Too bad the Copley tower wasn’t built also
I'm conflicted on this one because while I'm very excited for the additional density that this will bring to the corridor, we're losing another vantage point that showcases the verticality of 200 Clarendon.

Overall, still decidedly a net positive.
 
Oh shit, this is starting to go vertical too.

Man 115 Winthrop, One Congress, Raffles...thats 3 all going vertical simaltaneously!!! Wicked pissah!!!
 
Oh shit, this is starting to go vertical too.

Man 115 Winthrop, One Congress, Raffles...thats 3 all going vertical simaltaneously!!! Wicked pissah!!!
+BU Science Tower, that makes 4 impact buildings going vertical right now. First 2 in particular are going to make this year the most transformative for the skyline in my lifetime.
 
The programming sounds interesting. I wish they had put as much thought into the building's exterior. How the Saunders family, owner of a beloved Boston institution, and the Raffles Group, a singular brand themselves, history and good taste presumably important to both, could abide such a mundane and generic glass box is surprising. I have no doubt the opportunities for luxury and entertainment within will abound, but the artless exterior does not reflect well on either company and suggests little more than a profitable real estate deal.

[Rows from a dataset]
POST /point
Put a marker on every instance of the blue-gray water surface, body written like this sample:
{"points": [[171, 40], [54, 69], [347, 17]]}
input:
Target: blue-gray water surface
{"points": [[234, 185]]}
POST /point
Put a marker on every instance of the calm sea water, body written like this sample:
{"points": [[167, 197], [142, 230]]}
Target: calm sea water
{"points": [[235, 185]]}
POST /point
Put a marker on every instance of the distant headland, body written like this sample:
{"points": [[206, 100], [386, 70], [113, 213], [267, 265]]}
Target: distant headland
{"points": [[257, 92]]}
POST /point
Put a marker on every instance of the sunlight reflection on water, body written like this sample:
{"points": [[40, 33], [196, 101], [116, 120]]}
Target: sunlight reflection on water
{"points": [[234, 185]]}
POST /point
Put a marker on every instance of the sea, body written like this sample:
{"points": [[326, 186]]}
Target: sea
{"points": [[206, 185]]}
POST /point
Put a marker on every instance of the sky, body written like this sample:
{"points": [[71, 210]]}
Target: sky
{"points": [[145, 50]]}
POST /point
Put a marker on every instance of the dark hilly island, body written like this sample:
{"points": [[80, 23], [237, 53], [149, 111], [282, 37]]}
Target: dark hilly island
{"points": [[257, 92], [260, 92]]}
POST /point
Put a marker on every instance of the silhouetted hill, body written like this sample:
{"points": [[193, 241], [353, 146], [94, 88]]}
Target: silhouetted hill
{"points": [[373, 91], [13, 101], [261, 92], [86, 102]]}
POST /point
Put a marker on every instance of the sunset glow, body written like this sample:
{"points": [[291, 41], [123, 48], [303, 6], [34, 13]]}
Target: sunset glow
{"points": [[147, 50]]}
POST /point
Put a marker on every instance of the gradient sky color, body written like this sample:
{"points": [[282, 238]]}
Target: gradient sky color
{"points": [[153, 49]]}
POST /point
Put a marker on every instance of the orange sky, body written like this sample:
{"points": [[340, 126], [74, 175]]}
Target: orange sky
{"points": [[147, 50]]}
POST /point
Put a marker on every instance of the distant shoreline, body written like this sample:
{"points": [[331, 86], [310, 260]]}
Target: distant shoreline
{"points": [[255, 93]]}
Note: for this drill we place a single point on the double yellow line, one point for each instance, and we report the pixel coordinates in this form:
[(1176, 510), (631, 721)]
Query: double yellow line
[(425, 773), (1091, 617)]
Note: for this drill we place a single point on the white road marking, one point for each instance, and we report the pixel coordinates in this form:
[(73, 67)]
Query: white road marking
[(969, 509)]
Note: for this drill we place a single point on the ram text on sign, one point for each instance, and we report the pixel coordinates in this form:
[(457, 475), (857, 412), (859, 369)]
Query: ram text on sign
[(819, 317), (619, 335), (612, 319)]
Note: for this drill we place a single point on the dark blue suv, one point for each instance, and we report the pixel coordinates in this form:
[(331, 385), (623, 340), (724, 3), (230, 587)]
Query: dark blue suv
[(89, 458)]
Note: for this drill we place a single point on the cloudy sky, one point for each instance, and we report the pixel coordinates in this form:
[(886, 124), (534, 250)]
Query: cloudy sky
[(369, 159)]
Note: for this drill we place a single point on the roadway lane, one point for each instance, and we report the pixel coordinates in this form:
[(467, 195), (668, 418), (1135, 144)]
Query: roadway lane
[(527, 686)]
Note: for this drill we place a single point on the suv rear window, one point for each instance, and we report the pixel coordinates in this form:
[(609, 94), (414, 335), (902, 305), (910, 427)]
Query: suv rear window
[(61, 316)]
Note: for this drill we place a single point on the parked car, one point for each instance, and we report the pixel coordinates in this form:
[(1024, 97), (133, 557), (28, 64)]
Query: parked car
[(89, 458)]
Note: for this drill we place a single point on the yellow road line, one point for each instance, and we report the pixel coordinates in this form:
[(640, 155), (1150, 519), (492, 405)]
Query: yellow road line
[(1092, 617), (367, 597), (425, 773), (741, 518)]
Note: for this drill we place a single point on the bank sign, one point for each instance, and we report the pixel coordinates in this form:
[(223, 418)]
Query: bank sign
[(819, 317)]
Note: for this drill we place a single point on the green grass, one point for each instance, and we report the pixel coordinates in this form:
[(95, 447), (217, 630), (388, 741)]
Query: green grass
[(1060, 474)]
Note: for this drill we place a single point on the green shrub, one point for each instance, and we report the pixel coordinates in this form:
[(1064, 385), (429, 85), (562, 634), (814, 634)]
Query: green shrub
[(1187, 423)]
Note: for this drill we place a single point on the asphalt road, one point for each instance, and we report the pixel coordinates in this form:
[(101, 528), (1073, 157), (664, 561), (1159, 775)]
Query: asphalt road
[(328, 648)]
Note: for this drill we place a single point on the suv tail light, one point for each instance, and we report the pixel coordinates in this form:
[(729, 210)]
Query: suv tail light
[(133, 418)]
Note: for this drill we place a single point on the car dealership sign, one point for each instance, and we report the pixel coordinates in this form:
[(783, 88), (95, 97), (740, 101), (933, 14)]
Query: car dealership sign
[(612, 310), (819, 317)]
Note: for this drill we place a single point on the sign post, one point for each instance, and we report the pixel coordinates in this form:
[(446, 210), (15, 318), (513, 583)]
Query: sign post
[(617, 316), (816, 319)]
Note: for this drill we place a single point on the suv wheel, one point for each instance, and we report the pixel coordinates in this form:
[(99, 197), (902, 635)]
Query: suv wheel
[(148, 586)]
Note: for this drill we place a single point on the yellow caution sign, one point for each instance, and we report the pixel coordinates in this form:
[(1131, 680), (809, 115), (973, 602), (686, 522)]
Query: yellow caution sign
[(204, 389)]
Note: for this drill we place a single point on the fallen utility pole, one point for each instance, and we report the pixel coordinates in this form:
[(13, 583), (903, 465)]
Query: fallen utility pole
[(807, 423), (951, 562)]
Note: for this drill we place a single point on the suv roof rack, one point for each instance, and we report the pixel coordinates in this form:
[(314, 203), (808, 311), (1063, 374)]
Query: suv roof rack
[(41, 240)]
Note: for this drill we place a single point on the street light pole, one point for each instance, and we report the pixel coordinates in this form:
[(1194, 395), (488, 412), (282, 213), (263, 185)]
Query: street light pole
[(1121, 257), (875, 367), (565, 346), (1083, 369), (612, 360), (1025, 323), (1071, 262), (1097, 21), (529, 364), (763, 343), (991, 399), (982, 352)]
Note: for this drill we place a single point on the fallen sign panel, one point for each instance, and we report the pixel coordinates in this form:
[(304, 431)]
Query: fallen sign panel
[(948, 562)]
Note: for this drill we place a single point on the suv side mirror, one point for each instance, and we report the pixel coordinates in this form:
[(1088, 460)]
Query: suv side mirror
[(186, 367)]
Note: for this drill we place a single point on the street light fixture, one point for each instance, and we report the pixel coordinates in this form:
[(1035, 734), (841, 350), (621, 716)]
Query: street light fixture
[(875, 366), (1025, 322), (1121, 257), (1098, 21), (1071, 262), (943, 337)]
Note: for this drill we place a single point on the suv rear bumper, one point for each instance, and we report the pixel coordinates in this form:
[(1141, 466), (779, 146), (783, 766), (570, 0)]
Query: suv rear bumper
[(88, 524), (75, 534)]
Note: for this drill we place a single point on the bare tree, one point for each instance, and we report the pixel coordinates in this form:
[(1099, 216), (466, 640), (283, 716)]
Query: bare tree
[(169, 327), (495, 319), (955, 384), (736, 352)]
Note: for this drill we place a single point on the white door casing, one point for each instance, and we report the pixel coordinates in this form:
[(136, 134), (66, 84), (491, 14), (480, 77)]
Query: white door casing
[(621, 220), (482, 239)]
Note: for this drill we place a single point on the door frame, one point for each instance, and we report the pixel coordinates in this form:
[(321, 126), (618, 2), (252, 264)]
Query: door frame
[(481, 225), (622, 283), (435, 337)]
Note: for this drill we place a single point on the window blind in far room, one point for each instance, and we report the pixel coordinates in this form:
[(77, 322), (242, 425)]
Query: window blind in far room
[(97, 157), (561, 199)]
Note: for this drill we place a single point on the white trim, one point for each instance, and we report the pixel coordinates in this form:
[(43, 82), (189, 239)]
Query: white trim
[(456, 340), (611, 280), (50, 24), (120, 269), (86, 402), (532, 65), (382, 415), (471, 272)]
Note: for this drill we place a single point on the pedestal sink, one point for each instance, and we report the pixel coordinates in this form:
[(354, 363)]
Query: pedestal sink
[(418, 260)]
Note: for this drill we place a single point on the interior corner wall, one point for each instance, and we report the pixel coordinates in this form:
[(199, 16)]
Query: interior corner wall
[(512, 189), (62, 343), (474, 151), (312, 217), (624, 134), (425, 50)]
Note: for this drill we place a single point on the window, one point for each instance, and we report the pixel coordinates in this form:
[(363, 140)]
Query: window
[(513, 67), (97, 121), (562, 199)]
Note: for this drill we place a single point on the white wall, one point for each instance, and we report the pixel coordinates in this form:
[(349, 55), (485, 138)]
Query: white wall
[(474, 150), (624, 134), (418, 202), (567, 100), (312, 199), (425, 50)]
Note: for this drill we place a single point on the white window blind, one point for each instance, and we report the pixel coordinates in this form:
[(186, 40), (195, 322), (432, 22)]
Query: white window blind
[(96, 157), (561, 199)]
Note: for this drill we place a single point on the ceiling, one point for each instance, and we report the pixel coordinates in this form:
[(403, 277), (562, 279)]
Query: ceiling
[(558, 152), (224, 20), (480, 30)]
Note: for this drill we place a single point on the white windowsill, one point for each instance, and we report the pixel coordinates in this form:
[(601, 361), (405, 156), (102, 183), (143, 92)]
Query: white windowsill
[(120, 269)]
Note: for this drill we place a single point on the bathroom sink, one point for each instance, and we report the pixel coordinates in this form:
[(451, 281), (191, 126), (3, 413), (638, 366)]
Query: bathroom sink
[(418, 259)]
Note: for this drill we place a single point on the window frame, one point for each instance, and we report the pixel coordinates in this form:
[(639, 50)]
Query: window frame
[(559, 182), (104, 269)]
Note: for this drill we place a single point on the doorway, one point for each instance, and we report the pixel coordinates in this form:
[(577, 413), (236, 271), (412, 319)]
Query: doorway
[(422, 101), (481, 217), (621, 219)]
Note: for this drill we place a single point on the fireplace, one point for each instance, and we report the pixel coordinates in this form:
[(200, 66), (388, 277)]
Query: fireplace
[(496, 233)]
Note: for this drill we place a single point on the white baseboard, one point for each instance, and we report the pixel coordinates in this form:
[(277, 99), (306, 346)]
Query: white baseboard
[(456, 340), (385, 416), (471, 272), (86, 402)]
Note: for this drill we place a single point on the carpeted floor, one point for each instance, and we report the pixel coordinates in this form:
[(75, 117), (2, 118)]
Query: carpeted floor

### Given request
Summarize the forum posts in two sentences. Work only from the forum posts.

### Task answer
One poster welcomes the added density the project will bring to the corridor and calls it a net positive, though it costs a view of 200 Clarendon. Others cheer that 115 Winthrop, One Congress, Raffles and the BU Science Tower are all going vertical now, while another finds the building's programming interesting but calls its glass-box exterior mundane and generic, saying it does not reflect well on the Saunders family or the Raffles Group.